• [Passage shown]
= = = = =
Deploying a highly available Cassandra cluster on VMware Tanzu with Portworx

Platform
- Explore the PlatformThe Portworx PlatformThe cloud-native storage software platform for Kubernetes that saves costs while delivering storage at scale.
Pricing
Solutions
- Learn MoreSolutionsAutomate, protect, and unify data for Kubernetes applications
Resources
- View all ResourcesResourcesLearn more about Portworx products, solutions and services through these analyst and technical reports, white papers and case studies.
Support
- View all DocsTechnical DocumentationCheck out the docs portal for step-by-step guides and tips on how to use Portworx.
- Read the RadarDownload the 2023 GigaOm Radar for Cloud-native storage to see why Portworx is the leader for the 4th consecutive year.
Company
- Learn MoreAbout UsLearn about Portworx, the leading Kubernetes Data Services Platform enterprises trust to run mission-critical applications in containers in production.

Schedule a Demo

How To

Cassandra titleImage

Apache Cassandra is an open source, distributed, NoSQL database. Cassandra was originally designed at Facebook as a decentralized structured storage system. Over the past decade, a number of startups and many of the largest enterprises—like Apple, Best Buy, Grubhub, Hulu, Spotify, Discord, and more—have implemented Cassandra to support applications like Apple Maps, iCloud, iTunes, Hulu’s streaming platform, Spotify’s personalization stack, etc. Features like distributed masterless architecture, linear scaling, fault tolerance, and high performance make Cassandra a popular choice when selecting a NoSQL database to support your applications. As enterprises are modernizing the way they build and deploy applications using containers and Kubernetes, they also need a way to run Apache Cassandra on Kubernetes reliably.

In this blog, we will talk about how you can deploy a highly available Cassandra instance using the K8ssandra project on your Tanzu Kubernetes Clusters running on-prem with Portworx. We will walk you through the Cassandra deployment using the Cass Operator and then discuss failure handling and scaling operations for your Cassandra database.

To get started, we have a five node Tanzu Kubernetes cluster running Kubernetes version 1.19.7 with the Portworx 2.8 release. The latest release from Portworx allows VI Admins to dynamically provision disks using the CNS CSI plugin and aggregate those disks to create a Portworx storage pool that can be used by your Kubernetes applications. We will discuss the deployment and setup of Portworx on VMware Tanzu in a later blog.

Once we have the cluster up and running, we will start by deploying the Cassandra Operator. Use the following commands to deploy the Cassandra Operator and verify that everything was deployed successfully:

kubectl apply -f

https://raw.githubusercontent.com/k8ssandra/cass-operator/v1.7.0/docs/user/cass-operator-manifests.yaml

kubectl get all -n cass-operator

Next, we will create a new Portworx StorageClass, which will be used to dynamically provision the Cassandra persistent volumes. We will use a replication factor of “2” and set the IO priority to “high.”
= = = = =
• [Provided data]
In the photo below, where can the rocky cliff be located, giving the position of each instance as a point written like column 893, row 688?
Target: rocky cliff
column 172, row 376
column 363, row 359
= = = = =
• [Things to do]
a) Translate this sentence from the Cassandra on Tanzu article into Spanish: "Cassandra was originally designed at Facebook as a decentralized structured storage system."
b) According to the Cassandra on Tanzu article, which Kubernetes version does the five-node Tanzu Kubernetes cluster run?
The listing plays no part in this work.

• [Responses in order]
a) Cassandra fue diseñada originalmente en Facebook como un sistema de almacenamiento estructurado descentralizado.

b) Kubernetes version 1.19.7.